Selected excerpt »
--*--

07:11am Friday 18 August 2017

Teen sex behaviour uncovered by La Trobe University researchers

Teenagers holding hands Published in October in the Australian and New Zealand Journal of Public Health, the report is authored by Paul Agius from La Trobe University’s Mother and Child Health Research Institute and Professor Marian Pitts, Professor Anthony Smith and Associate Professor Anne Mitchell from the University’s Australian Research Centre in Sex, Health and Society.

It’s the only large scale representative Australian study that focuses on adolescent sexual health, knowledge and behaviour.

The findings provide a snapshot of the students’ sexual behaviour and how it has developed over a 11 year period.

Primary researcher Paul Agius says the findings confirm that teenagers need basic education which equips them to make safe sex choices.

‘The sexual behaviour and sexual health-related knowledge of young people are important areas in research, especially when we look at the adverse public health outcomes that unsafe and un-informed practice,’ Mr Agius said.

He said that Australian rates of teenage pregnancy are among the highest in the developed world, and that sexually transmitted infections (STIs) have increased considerably among young adults over the past decade.

Other findings include:

•    Student knowledge of HIV/AIDS has remained high and there is an increase in student knowledge about STI’s and hepatitis.

•    Although the proportion of students reporting ever having had sexual intercourse has increased over time, the increases between 2002 and 2008 were not significant. The report also showed that while rates of condom use had remained stable since 2002, there was a marked increase in the number of sexually active students reporting sex with multiple partners.

--*--

Stored items from a collection
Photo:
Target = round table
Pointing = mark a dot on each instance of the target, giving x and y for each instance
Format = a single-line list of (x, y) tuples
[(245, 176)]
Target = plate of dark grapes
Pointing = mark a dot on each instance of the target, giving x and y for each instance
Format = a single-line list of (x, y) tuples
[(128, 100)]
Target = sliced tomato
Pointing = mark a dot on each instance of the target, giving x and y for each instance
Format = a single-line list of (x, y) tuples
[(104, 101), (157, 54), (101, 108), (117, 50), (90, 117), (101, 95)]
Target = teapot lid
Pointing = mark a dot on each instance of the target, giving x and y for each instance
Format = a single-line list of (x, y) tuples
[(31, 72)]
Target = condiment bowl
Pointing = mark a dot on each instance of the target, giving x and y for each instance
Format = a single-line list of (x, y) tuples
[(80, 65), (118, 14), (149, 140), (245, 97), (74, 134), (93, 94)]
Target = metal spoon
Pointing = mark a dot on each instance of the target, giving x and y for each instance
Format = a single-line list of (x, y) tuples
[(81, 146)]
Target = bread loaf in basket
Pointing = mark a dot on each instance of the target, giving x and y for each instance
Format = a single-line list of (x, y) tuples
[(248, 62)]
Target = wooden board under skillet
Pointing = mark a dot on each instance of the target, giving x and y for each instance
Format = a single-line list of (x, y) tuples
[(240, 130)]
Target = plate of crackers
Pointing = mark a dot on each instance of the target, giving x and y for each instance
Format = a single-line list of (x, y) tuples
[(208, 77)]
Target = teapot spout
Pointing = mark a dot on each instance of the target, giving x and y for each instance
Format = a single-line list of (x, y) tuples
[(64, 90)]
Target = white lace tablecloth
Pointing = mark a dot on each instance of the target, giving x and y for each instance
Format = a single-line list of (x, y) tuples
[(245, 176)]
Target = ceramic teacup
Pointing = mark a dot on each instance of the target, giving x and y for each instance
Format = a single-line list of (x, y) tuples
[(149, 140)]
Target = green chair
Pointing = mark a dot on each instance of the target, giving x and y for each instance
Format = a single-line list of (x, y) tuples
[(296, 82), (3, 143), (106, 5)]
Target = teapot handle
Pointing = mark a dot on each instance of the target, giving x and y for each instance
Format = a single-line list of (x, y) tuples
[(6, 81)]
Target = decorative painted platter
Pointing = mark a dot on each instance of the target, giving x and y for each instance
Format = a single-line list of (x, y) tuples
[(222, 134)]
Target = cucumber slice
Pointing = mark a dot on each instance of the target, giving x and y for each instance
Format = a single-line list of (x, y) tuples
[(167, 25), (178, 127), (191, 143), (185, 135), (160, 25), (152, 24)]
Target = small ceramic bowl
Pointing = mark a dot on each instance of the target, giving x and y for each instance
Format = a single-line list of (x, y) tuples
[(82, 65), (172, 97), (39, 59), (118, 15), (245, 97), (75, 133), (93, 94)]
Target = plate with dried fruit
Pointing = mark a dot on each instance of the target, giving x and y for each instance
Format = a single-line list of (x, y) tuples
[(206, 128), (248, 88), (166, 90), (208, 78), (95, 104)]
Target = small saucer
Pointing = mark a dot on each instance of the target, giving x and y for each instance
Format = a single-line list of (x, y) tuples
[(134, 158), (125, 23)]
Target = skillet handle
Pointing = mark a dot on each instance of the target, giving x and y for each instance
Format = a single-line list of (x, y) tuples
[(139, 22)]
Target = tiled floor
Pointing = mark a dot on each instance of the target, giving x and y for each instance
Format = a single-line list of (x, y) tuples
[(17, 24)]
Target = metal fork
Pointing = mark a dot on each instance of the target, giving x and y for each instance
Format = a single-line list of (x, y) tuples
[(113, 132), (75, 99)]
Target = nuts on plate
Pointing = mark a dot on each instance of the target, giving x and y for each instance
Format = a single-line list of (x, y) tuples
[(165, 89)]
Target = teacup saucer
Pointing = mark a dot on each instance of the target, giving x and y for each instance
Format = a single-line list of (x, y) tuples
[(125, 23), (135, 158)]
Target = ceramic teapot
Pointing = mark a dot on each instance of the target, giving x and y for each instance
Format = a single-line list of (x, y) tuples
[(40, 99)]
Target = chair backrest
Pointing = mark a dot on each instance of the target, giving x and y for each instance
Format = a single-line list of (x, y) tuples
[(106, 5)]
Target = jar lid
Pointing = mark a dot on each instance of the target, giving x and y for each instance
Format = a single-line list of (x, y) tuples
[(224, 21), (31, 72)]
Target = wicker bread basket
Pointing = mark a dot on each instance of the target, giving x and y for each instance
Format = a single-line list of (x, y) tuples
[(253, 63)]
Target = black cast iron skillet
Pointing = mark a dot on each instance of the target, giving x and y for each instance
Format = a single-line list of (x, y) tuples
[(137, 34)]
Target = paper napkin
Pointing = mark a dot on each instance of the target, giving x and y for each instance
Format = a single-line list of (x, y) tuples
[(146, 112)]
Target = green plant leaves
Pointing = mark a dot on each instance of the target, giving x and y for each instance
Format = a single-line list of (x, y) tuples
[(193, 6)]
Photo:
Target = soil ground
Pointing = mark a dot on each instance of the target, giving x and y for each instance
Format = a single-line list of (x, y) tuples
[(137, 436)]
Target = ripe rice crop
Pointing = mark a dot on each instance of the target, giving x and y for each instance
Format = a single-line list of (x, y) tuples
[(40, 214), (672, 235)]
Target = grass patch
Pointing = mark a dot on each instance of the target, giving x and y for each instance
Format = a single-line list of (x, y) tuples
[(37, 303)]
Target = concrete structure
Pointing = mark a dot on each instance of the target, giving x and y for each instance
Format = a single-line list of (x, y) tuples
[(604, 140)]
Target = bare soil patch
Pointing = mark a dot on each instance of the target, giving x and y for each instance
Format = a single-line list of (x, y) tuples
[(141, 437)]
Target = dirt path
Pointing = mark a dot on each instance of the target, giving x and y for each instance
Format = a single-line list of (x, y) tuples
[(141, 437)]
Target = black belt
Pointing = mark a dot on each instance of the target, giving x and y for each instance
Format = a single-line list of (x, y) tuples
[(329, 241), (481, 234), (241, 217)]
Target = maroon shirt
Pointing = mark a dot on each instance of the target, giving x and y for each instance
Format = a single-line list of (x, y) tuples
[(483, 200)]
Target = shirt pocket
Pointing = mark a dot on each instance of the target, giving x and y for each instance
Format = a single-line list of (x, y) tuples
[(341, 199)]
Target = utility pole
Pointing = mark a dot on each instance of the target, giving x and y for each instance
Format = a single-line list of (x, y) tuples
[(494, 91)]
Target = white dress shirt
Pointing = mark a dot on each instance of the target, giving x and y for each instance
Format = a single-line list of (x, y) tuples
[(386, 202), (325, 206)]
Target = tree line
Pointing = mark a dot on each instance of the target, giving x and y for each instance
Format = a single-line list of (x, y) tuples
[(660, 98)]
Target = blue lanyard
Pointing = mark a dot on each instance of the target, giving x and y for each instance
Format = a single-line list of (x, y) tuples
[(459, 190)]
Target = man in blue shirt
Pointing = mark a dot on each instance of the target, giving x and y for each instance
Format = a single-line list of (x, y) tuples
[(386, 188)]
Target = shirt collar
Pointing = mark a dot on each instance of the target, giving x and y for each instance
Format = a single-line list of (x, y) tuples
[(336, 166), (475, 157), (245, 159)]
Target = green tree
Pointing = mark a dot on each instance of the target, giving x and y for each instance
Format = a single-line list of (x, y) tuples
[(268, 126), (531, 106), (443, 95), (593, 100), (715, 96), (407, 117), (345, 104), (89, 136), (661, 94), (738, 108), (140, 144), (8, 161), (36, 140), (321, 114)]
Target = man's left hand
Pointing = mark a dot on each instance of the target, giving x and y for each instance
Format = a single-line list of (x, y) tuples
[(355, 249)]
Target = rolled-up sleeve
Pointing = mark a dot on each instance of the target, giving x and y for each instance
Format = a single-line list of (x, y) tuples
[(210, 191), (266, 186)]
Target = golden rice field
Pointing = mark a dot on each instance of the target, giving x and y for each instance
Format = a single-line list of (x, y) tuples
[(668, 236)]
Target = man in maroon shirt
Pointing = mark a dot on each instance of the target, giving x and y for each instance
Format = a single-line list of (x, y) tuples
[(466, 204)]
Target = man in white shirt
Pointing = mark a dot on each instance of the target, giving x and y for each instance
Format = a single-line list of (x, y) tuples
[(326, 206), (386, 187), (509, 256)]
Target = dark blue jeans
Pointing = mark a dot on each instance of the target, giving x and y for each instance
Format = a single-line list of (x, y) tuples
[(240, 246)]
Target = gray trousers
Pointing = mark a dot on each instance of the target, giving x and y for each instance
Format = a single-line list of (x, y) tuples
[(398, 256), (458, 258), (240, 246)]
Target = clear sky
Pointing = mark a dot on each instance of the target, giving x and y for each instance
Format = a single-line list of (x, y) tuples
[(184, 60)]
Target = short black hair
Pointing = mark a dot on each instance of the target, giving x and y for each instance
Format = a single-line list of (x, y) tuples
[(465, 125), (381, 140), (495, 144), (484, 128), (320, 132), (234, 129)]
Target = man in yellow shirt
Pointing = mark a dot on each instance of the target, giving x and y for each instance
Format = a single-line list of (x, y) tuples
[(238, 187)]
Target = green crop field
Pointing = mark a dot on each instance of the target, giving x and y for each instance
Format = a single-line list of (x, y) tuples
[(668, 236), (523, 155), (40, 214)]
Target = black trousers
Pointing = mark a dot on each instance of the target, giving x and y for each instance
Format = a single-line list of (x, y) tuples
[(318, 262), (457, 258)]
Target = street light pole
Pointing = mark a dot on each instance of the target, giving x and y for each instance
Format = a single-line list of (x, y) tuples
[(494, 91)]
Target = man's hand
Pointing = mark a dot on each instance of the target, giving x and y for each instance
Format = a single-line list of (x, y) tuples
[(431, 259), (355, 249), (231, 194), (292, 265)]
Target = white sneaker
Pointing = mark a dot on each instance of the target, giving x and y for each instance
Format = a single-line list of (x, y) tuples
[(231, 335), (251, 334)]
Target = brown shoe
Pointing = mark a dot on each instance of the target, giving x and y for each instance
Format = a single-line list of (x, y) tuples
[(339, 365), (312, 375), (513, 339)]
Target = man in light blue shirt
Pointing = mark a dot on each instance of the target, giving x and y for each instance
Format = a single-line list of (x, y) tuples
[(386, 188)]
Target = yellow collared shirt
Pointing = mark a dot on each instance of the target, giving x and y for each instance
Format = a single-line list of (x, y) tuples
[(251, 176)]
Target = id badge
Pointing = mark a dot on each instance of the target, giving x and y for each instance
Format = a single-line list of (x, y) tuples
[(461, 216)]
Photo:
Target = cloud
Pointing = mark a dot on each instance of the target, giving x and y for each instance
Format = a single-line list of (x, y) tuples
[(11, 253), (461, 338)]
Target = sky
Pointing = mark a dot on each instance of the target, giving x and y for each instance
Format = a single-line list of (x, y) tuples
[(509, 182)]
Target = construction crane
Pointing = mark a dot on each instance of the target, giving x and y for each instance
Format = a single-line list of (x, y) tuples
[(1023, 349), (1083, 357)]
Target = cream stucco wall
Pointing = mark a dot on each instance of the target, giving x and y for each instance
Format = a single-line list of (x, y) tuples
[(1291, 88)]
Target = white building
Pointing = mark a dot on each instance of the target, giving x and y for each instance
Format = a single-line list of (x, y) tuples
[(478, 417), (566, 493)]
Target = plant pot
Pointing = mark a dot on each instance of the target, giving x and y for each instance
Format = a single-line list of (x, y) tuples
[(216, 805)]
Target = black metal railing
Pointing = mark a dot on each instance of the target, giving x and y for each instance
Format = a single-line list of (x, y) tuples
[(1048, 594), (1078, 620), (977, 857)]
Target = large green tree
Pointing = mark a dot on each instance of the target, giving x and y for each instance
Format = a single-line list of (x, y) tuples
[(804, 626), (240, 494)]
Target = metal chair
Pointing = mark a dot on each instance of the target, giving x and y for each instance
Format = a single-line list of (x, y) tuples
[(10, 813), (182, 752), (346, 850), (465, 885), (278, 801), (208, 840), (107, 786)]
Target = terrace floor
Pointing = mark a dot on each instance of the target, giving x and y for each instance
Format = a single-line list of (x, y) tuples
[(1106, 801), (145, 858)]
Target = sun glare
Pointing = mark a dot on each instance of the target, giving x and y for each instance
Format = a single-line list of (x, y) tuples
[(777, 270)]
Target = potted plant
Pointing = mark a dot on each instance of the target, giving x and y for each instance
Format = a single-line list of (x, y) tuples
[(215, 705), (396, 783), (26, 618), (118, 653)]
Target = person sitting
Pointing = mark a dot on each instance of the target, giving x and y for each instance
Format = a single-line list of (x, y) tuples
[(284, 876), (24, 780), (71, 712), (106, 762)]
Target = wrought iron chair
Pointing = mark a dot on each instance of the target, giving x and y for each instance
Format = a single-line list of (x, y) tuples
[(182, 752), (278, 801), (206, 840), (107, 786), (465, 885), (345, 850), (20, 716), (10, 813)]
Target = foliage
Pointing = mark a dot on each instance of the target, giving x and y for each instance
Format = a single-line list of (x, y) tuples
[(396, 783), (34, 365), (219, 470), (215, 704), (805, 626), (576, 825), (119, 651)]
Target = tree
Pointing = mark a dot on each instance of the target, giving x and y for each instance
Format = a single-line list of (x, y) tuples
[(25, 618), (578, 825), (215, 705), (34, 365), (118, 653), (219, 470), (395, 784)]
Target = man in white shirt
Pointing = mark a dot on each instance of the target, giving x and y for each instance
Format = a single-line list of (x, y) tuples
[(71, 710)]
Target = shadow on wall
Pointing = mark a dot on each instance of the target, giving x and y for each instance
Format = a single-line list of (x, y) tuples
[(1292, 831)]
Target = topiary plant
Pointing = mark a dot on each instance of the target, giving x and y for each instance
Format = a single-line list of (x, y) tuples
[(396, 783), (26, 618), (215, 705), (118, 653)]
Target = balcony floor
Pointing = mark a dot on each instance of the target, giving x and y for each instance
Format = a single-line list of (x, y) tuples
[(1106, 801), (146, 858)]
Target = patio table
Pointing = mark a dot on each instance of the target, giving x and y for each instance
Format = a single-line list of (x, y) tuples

--*--

Problems to solve »
A. Name every author of the report mentioned in the article on teen sexual behavior.
B. Duplicate the passage in the article on teen sexual behavior from "Primary researcher Paul" to "the past decade.".
These records have no connection to the text.

Per-task answers »
A. Paul Agius, Marian Pitts, Anthony Smith, Anne Mitchell

B.
Primary researcher Paul Agius says the findings confirm that teenagers need basic education which equips them to make safe sex choices.

‘The sexual behaviour and sexual health-related knowledge of young people are important areas in research, especially when we look at the adverse public health outcomes that unsafe and un-informed practice,’ Mr Agius said.

He said that Australian rates of teenage pregnancy are among the highest in the developed world, and that sexually transmitted infections (STIs) have increased considerably among young adults over the past decade.